_Selection_:
"""
The discharge fitment 26 of the liner 20 is connected to the discharge port
12d of the bulk container 12 via an adapter assembly 30 shown in FIGS. 3
and 4. The adapter assembly 30 includes a main cylinder or tubular member
32 and a flange 34. The flange is affixed to the cylinder member 32 at a
midpoint thereof by any suitable method, depending on the type of material
used. The cylinder member 32 includes a male, tapered, first set of
threads 32a on a first or proximal end of the cylinder, a male, tapered,
second set of threads 32b formed continuously with a male, straight, third
set of threads 32c on a second or distal end of the cylinder, and a
female, straight, fourth set of threads also on the second end.
The first set of threads 32a is for connection with the discharge fitment
26 of the liner 20. The interconnected tapered threads provide an
interference fit between the discharge fitment of the liner and the
adapter assembly, thereby eliminating the need for a sealing gasket.
Nevertheless, some type of sealant, such as Teflon.TM. tape or pipe
sealant, is preferred to be provided on the threads before the
interconnection is established. The second set of threads 32b is for
connection with a female-threaded valve 60 to be described later. These
tapered threads 32b also provide an interference fit.
The straight threads 32c are for connecting with a retaining nut. The
fourth set of threads are tapped into the inner periphery of the adapter
assembly near the second end thereof. The fourth set of threads is for
engaging a plug 70 for the adapter assembly.
The flange 34 is disposed near the proximal end of the main cylinder 32,
where the first set of threads 32a is provided. This minimizes the profile
of the discharge fitment 26 and the portion of the adapter assembly that
is disposed within the rigid container, providing advantages which will be
explained later. The flange 34 includes a recess 34a on its distal face
that functions as a seat for a sealing ring. The flange 34 also includes
flats 34b and 34c on its circumference. At least flat 34b is disposed
close to a complementary flat in the inside of the bulk container, such
that the adapter assembly cannot rotate after it is properly positioned.
The adapter assembly 30 can be formed of any material that will suit the
requirements for its use, as long as the selected material is compatible
with the connections to the discharge fitment 26, the valve, the retaining
nut and the plug. For example, if the container is to be used for storing
some type of fluid foodstuff, food grade PVC can be used to form the
adapter assembly. This type of PVC is compatible with a polyethylene liner
fitment, a UHMW lock nut, a polypropylene plug, and a food grade
polypropylene valve fitment. For other types of materials to be stored,
the adapter assembly can be suitably formed of polypropylene, stainless
steel, carbon steel, brass, etc.
FIG. 5 is an exploded view illustrating the interrelationship of the
various elements of the preferred embodiment of the present invention.
"""
_To be done_:
1 - In the adapter assembly passage, retype the words from "The first set of threads 32a is for" to "an interference fit.".
2 - According to the adapter assembly passage, what material can be used to form the adapter assembly if the container will store a fluid foodstuff?

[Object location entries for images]
"""
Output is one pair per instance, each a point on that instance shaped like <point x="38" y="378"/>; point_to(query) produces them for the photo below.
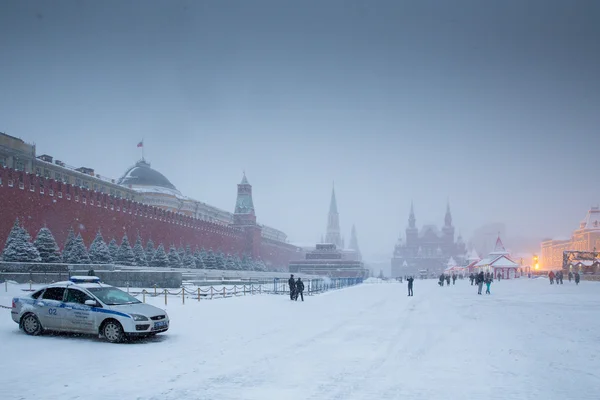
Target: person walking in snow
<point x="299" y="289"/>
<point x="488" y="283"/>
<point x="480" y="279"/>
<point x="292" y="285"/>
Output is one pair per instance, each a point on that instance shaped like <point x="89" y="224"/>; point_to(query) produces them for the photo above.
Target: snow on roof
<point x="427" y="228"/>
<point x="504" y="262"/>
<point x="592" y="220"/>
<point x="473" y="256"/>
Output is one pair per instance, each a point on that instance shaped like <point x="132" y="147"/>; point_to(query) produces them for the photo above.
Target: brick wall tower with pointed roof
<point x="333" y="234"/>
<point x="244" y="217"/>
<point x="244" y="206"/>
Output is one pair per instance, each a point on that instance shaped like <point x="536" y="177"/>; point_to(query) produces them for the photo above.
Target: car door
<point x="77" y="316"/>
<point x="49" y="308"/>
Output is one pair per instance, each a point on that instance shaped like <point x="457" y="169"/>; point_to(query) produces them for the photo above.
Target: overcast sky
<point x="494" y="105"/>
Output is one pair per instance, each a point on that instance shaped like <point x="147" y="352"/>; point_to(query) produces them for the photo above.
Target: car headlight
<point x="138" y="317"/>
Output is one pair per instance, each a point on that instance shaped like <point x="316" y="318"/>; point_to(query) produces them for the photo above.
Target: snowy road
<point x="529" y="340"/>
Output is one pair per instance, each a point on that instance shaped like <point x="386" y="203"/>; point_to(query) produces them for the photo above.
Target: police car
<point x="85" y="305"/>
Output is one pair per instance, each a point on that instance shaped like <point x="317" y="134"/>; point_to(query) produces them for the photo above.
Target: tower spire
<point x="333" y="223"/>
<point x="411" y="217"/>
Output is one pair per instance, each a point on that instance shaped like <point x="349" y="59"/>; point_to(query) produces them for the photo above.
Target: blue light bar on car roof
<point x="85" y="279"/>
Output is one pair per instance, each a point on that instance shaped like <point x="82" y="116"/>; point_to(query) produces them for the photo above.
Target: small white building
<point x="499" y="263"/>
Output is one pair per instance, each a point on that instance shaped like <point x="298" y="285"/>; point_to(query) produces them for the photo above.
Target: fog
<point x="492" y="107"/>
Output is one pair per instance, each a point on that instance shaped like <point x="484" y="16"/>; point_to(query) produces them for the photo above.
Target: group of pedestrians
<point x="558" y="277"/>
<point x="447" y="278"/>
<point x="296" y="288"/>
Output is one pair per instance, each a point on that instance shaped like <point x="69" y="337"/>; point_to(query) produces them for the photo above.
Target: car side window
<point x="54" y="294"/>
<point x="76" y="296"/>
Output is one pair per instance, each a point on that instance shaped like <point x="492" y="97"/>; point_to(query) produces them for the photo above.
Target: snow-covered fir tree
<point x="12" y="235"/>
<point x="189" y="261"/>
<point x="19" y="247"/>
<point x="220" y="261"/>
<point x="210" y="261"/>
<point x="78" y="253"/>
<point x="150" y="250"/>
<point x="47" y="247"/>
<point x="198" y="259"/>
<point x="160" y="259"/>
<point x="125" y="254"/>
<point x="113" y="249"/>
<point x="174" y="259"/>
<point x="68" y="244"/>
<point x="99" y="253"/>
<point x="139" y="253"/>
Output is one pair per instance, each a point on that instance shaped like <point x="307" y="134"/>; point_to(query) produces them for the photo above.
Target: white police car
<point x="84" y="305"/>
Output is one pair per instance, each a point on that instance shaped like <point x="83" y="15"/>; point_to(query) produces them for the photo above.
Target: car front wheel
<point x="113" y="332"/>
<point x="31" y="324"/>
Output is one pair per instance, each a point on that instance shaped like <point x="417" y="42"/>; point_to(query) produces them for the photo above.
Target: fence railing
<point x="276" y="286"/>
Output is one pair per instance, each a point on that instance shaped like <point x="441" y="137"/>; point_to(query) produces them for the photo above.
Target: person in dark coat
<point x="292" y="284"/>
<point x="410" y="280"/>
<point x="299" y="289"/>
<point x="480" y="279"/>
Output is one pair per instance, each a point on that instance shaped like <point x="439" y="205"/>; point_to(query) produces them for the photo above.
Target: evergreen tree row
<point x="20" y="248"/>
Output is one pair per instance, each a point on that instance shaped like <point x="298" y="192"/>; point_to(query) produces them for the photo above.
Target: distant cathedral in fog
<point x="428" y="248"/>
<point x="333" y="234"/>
"""
_Solved problems_:
1 -
The first set of threads 32a is for connection with the discharge fitment
26 of the liner 20. The interconnected tapered threads provide an
interference fit between the discharge fitment of the liner and the
adapter assembly, thereby eliminating the need for a sealing gasket.
Nevertheless, some type of sealant, such as Teflon.TM. tape or pipe
sealant, is preferred to be provided on the threads before the
interconnection is established. The second set of threads 32b is for
connection with a female-threaded valve 60 to be described later. These
tapered threads 32b also provide an interference fit.

2 - Food grade PVC.